EXERCISE REQUIREMENTS
Copy out the lines of the data between the line containing "mouth --coords pixels" and the line containing "52), (87, 52)]", inclusive, without changing anything.

DATASET EXTRACT
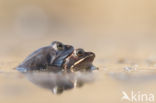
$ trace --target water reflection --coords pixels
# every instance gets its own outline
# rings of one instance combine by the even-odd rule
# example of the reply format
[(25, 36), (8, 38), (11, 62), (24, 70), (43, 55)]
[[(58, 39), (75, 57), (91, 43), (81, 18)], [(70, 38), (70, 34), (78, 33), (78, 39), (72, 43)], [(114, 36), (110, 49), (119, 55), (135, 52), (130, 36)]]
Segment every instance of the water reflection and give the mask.
[(47, 72), (29, 71), (23, 73), (24, 76), (37, 86), (51, 90), (54, 94), (61, 94), (64, 90), (82, 87), (85, 83), (95, 80), (93, 72)]

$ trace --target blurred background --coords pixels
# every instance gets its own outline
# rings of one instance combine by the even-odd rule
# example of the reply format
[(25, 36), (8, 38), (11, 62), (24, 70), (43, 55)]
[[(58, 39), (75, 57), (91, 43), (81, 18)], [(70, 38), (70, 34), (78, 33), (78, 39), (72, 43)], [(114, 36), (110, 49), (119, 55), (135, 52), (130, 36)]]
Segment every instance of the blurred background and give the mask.
[[(118, 71), (129, 63), (147, 69), (145, 61), (155, 68), (156, 0), (0, 0), (0, 73), (10, 72), (28, 54), (54, 40), (95, 52), (94, 63), (101, 70)], [(104, 77), (96, 84), (55, 96), (12, 75), (0, 79), (3, 103), (120, 103), (121, 90), (153, 93), (156, 86), (154, 82), (123, 86)]]
[(0, 0), (0, 52), (30, 53), (58, 40), (105, 56), (149, 56), (155, 18), (155, 0)]

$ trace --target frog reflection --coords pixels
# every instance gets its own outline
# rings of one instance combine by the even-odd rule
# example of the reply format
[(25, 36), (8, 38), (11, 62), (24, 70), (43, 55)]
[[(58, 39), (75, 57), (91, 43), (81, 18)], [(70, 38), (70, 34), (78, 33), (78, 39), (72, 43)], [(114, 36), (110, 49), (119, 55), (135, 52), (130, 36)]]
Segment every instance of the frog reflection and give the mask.
[[(53, 73), (53, 72), (27, 72), (25, 77), (35, 85), (49, 89), (53, 94), (61, 94), (64, 90), (81, 87), (81, 84), (94, 81), (94, 74), (88, 72)], [(77, 82), (81, 81), (81, 82)], [(80, 84), (81, 83), (81, 84)]]

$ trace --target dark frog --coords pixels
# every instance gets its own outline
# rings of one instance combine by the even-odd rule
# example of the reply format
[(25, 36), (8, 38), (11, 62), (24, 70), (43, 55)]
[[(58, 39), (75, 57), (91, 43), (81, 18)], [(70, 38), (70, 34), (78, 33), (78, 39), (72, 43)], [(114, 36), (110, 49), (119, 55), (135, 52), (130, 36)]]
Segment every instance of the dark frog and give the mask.
[(64, 70), (67, 72), (76, 71), (92, 71), (98, 69), (93, 66), (95, 54), (93, 52), (86, 52), (83, 49), (75, 49), (73, 53), (66, 58), (64, 63)]
[(60, 71), (64, 60), (74, 51), (73, 46), (54, 41), (30, 54), (16, 69), (21, 72), (31, 70)]

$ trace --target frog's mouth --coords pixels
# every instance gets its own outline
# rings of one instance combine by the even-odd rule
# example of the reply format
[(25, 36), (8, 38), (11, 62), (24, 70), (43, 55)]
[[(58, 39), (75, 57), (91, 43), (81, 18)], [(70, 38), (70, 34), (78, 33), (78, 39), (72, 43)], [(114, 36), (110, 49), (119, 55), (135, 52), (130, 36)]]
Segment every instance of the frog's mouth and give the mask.
[(62, 67), (66, 58), (68, 58), (74, 51), (72, 46), (66, 45), (66, 50), (54, 60), (53, 65), (57, 67)]
[(87, 55), (78, 61), (76, 61), (74, 64), (70, 66), (71, 71), (81, 71), (81, 70), (90, 70), (92, 68), (92, 63), (95, 58), (95, 54), (92, 52), (87, 52)]

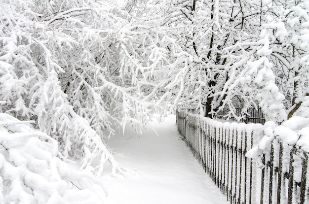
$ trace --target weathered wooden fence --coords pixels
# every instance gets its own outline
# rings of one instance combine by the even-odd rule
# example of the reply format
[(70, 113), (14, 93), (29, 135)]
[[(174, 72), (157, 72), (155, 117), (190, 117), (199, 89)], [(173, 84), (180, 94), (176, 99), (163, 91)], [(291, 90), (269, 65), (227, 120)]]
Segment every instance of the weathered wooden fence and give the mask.
[(256, 160), (261, 170), (245, 156), (263, 135), (261, 124), (222, 123), (189, 112), (177, 110), (178, 130), (231, 204), (309, 204), (307, 152), (273, 139)]

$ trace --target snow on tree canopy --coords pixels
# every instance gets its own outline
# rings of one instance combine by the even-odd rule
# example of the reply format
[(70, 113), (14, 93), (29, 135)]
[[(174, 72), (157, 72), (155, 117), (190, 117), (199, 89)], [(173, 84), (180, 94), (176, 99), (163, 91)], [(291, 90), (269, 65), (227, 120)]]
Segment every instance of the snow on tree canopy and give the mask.
[(0, 113), (0, 203), (101, 204), (89, 188), (107, 194), (103, 184), (70, 168), (57, 141), (30, 123)]

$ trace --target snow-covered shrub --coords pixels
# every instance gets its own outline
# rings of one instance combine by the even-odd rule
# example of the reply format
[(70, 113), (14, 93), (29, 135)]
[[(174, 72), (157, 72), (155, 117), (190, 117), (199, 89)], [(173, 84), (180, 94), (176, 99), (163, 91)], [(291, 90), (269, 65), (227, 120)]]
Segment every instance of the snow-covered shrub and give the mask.
[(70, 168), (57, 141), (29, 123), (0, 113), (0, 203), (102, 203), (91, 190), (107, 194), (101, 182)]

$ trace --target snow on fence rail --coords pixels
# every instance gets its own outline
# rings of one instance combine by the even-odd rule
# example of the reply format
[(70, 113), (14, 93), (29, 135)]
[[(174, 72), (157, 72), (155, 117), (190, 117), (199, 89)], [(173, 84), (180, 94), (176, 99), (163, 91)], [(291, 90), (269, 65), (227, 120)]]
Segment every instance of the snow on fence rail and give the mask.
[(261, 143), (261, 124), (223, 123), (189, 112), (177, 110), (178, 130), (231, 204), (309, 204), (307, 152), (279, 136)]
[[(196, 113), (196, 110), (194, 108), (189, 108), (188, 110), (191, 113)], [(206, 115), (206, 108), (203, 108), (203, 110), (204, 112), (204, 115)], [(240, 108), (235, 108), (235, 114), (237, 117), (241, 117), (242, 116), (241, 109)], [(230, 115), (229, 114), (230, 109), (229, 108), (224, 108), (222, 110), (219, 110), (218, 113), (215, 114), (213, 116), (214, 118), (216, 119), (223, 119), (227, 120), (229, 121), (235, 121), (237, 120), (232, 115)], [(255, 108), (249, 108), (248, 112), (249, 115), (246, 115), (244, 118), (240, 119), (240, 121), (245, 123), (261, 123), (264, 124), (265, 123), (265, 118), (263, 111), (261, 109), (261, 108), (259, 108), (257, 109)]]

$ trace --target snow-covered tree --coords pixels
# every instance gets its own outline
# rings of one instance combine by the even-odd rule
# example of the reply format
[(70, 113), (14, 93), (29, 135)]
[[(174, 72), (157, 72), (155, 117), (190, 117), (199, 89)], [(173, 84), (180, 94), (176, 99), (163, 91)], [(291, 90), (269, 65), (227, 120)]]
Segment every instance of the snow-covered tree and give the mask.
[(32, 122), (0, 113), (0, 203), (102, 204), (90, 189), (107, 194), (102, 182), (61, 160), (57, 141)]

EXPECTED OUTPUT
$ trace --target frog's mouth --coords pixels
# every instance gets its own outline
# rings of one instance combine by the even-odd rule
# example of the reply format
[(25, 36), (8, 38), (11, 62), (24, 70), (43, 55)]
[[(58, 39), (75, 57), (91, 43), (81, 18)], [(70, 38), (70, 34), (78, 33), (78, 39), (72, 43)], [(114, 36), (110, 49), (119, 55), (135, 52), (130, 36)]]
Segment every instance of the frog's mouth and give the mask.
[(62, 67), (66, 58), (68, 58), (74, 51), (72, 46), (66, 45), (66, 50), (54, 60), (53, 65), (57, 67)]
[(87, 55), (78, 61), (76, 61), (74, 64), (70, 66), (71, 71), (81, 71), (81, 70), (90, 70), (92, 68), (92, 63), (95, 58), (95, 54), (92, 52), (87, 52)]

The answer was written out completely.